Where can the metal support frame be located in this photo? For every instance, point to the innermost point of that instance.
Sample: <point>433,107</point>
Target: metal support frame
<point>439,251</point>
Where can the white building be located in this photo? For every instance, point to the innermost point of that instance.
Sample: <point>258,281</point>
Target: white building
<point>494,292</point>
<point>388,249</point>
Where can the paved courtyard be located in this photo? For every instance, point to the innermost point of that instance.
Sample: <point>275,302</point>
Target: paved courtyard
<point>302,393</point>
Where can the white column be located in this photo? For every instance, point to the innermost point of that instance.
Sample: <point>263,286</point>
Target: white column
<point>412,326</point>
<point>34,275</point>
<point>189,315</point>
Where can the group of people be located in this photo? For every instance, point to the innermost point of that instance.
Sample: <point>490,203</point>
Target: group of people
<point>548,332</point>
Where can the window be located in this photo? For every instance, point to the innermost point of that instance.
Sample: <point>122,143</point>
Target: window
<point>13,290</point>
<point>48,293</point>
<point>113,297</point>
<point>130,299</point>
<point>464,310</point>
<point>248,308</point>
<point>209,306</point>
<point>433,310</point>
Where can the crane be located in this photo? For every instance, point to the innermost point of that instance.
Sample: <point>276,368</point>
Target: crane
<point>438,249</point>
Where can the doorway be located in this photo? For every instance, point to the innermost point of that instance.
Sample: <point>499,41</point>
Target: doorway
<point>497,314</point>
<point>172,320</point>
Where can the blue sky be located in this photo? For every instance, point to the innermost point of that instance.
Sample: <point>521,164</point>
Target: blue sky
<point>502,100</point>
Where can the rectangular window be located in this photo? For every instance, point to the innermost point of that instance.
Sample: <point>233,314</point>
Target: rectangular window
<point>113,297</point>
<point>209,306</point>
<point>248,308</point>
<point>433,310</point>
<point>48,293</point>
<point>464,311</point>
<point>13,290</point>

- **TASK PROMPT**
Copy the listing above, starting at its first line and continuing up to and including the line that contains "<point>302,393</point>".

- **FINAL RESULT**
Where can the metal support frame be located in this photo? For every instance, point to the innermost point of that instance.
Sample: <point>433,107</point>
Target: metal support frame
<point>439,251</point>
Where can the white building be located in this photo? For every instance, point to the innermost point of that instance.
Sample: <point>258,281</point>
Target: white building
<point>494,292</point>
<point>388,249</point>
Where can the paved courtyard be located in this photo? For every instance, point to the innermost point of that instance.
Sample: <point>275,302</point>
Target: paved courtyard
<point>302,393</point>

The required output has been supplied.